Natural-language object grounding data
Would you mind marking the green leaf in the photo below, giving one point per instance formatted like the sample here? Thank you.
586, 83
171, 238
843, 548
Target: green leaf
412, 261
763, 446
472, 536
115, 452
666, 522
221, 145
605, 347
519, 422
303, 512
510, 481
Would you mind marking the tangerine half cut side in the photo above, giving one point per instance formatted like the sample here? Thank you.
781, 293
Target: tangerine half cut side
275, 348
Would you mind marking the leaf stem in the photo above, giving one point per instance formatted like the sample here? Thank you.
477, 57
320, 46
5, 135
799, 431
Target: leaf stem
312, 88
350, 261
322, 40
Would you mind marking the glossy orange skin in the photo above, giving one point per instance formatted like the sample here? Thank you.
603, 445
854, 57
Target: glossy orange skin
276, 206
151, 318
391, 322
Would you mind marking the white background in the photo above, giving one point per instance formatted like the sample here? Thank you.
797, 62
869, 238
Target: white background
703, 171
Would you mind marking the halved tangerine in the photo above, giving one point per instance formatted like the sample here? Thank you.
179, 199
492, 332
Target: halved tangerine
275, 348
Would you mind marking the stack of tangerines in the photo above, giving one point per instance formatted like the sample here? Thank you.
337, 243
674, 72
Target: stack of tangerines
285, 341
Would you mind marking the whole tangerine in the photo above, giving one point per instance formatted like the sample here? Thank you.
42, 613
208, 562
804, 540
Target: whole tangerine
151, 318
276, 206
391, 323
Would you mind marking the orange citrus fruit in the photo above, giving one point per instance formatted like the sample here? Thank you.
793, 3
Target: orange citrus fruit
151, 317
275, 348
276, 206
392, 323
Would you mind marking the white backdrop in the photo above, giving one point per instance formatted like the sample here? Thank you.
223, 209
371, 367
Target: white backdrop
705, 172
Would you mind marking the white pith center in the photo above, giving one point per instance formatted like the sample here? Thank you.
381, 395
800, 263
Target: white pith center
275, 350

### Exercise
Read through the data above. Report each line that has the word "instance".

### Output below
Would you mind marking the green leaf in the photo below, giving one point per instance formatted like the sample here? Thank you.
Would you mind marking the tangerine half cut side in the photo above, giving one point per instance formatted like the sample here? Thank you.
Would you mind marking the leaf stem in the photo above, giving one point per instance formatted like the sample here? Thank you.
Would you mind marking the glossy orange skin in the photo above, giving one point per instance formatted like the sample here? Thank you.
Would you mind marking the white background in the photo above, giving one point per instance formatted like the sample here? Thank you.
Would you mind marking the halved tangerine in the photo above, giving one point per instance formatted like the sample here? Thank you.
Would you mind marking the stack of tangerines in the photo above, giving one point per instance formatted like the sample here? Thank you.
Would you mind marking the whole tangerine in the photo above, giving one point per instance formatted like the sample here? Thank you.
Would you mind marking the orange citrus fruit in the photo above, giving one point per instance formatted like the sample here? Thank you.
Would you mind marking the white backdrop in the photo above, giving one point per instance formatted like the sample here? Thank you.
Would you mind marking the white pith center in the photo above, giving one point per instance formatted like the sample here? Thank you.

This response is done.